Tasks for this exercise:
A. In the passage on Fc binding proteins, translate this sentence into Spanish: "The Fc binding protein of the invention may be attached to a suitable solid support matrix via conventional coupling techniques."
B. From the passage on Fc binding proteins, extract the text verbatim, starting with "Affinity separation matrixes" and going on through "1 or higher.".

Text under study:
In some embodiments, the affinity purification involves a chromatography column containing a solid support matrix to which the Fc binding protein of the first aspect is covalently bound.

The Fc binding protein of the invention may be attached to a suitable solid support matrix via conventional coupling techniques. Methods for immobilization of protein ligands to solid supports are well-known in this field and easily performed by the skilled person in this field using standard techniques and equipment.

Use of the Fc binding protein. In a third aspect the present invention is directed to the use of the Fc binding protein of the first aspect or an affinity matrix of the second aspect for affinity purification of immunoglobulins or variants thereof, i.e. the Fc binding protein of the invention is used for affinity chromatography. In some embodiments, the Fc binding protein of the invention is immobilized onto a solid support as described in the second aspect of the invention.

Method of affinity purification of immunoglobulins. In a fourth aspect the present invention is directed to a method of affinity purification of immunoglobulins, the method comprising (a) providing a liquid containing an immunoglobulin; (b) providing an affinity separation matrix comprising an immobilized Fc binding protein of the first aspect coupled to said affinity separation matrix; (c) contacting said liquid with said affinity separation matrix, wherein said immunoglobulin binds to said immobilized Fc binding protein; and (d) eluting said immunoglobulin from said matrix, thereby obtaining an eluate containing said immunoglobulin. In some embodiments, the method of affinity purification may further comprising one or more washing steps carried out between steps (c) and (d) under conditions sufficient to remove from the affinity separation matrix some or all molecules that are non-specifically bound thereto. Non-specifically bound means any binding that does not involve an interaction between the at least one binding domain of the presently disclosed subject matter and an Immunoglobulin.

Affinity separation matrixes suitable for the disclosed uses and methods are those matrixes according to the embodiments described above and as known to someone skilled in the art. In some embodiments of the fourth aspect, the elution of the immunoglobulin from the matrix in step (d) is effected through a change in pH and/or a change in salt concentration. Any suitable solution can be used, for example by a solution with pH 5 or lower (see e.g. Table 3 in Example 9), or by a solution with pH 1 1 or higher.

Data under study:
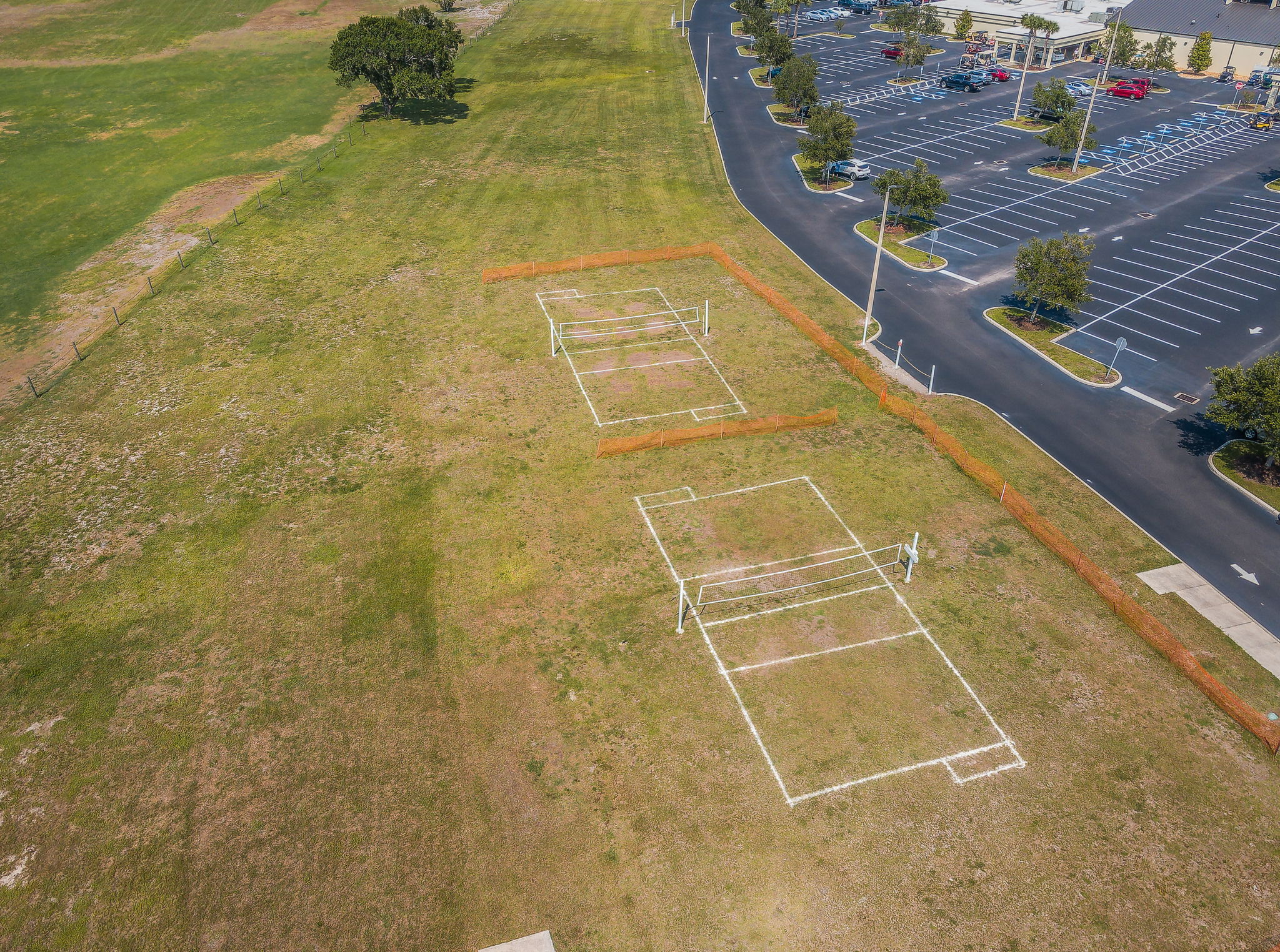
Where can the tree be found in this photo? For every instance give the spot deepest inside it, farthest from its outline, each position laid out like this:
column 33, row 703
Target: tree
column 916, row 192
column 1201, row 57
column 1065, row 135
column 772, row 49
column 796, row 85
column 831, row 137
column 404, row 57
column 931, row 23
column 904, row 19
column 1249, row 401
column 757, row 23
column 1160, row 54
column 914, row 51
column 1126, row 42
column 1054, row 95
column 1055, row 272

==

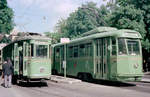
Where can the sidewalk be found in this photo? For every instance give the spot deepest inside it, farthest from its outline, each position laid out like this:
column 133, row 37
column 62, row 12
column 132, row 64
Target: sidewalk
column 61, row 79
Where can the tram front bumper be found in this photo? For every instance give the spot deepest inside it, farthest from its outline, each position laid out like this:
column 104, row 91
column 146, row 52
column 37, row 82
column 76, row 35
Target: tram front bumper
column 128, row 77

...

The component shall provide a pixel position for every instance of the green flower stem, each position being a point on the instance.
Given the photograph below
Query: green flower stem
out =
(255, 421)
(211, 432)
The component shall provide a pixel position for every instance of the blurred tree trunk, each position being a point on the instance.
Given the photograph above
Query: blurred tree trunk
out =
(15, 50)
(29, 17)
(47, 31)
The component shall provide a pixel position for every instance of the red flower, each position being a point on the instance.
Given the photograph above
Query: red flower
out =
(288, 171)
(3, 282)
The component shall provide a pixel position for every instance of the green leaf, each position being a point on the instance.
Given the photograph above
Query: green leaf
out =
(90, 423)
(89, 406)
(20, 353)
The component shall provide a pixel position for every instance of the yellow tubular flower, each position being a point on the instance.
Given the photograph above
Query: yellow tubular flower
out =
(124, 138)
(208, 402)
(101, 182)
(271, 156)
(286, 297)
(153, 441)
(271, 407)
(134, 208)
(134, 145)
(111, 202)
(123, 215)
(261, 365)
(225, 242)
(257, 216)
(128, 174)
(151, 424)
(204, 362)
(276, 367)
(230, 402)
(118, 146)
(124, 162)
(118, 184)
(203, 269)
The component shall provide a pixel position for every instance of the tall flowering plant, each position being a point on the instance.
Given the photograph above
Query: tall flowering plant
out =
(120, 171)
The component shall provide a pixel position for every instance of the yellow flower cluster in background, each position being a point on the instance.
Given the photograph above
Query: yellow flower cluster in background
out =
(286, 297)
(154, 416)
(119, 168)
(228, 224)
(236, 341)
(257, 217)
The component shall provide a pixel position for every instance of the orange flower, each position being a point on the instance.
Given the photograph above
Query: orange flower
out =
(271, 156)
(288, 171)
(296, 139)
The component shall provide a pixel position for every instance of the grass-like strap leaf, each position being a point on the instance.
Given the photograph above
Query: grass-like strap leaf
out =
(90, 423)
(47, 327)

Solutions to each task:
A. La proteína de unión a Fc de la invención puede unirse a una matriz de soporte sólido adecuada mediante técnicas de acoplamiento convencionales.

B.
Affinity separation matrixes suitable for the disclosed uses and methods are those matrixes according to the embodiments described above and as known to someone skilled in the art. In some embodiments of the fourth aspect, the elution of the immunoglobulin from the matrix in step (d) is effected through a change in pH and/or a change in salt concentration. Any suitable solution can be used, for example by a solution with pH 5 or lower (see e.g. Table 3 in Example 9), or by a solution with pH 1 1 or higher.